-- Data for the task --
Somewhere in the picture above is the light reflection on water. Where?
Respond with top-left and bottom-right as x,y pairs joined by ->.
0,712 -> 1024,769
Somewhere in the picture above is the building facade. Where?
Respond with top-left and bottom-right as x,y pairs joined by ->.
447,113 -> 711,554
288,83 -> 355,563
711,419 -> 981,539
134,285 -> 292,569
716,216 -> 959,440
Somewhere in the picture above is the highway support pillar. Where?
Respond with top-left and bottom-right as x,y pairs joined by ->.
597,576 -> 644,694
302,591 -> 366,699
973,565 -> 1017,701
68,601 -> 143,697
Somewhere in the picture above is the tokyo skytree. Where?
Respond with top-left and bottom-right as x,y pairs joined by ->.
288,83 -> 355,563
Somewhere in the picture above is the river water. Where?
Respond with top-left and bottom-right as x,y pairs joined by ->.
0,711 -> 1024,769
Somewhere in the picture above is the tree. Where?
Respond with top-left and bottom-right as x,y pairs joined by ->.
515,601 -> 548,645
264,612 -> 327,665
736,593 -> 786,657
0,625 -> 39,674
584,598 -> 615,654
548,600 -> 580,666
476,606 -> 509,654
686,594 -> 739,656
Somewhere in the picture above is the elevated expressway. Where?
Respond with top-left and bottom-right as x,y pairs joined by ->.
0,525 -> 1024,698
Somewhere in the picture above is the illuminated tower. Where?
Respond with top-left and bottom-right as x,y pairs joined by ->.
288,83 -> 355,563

--

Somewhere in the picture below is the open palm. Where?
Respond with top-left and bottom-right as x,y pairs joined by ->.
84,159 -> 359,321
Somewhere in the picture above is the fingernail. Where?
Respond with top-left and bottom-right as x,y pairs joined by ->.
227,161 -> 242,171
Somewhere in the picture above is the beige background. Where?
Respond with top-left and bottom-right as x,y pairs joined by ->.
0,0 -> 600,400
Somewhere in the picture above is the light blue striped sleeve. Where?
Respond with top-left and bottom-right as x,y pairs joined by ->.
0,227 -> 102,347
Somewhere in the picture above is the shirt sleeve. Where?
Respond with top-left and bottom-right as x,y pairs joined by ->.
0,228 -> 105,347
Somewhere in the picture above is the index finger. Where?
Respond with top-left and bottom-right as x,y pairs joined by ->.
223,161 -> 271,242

-- Exercise description --
Add 7 to every coordinate in the answers, then write out all the lines of the records from the line with "Somewhere in the picture above is the light blue" to the line with "223,161 -> 271,242", both included, leaving every other line unchanged.

-- Response to the exercise --
Somewhere in the picture above is the light blue striped sleeve. Where?
Respond with top-left and bottom-right as x,y pairs joined by ->.
7,234 -> 109,354
Somewhere in the picture above is the shirt sleeve. Where?
Respond with top-left and bottom-right as x,y pairs joined by ->.
7,235 -> 112,354
Somewhere in the picture above is the index finger. Where?
Respond with top-left and bottom-right as x,y pairs joined by ->.
230,168 -> 278,249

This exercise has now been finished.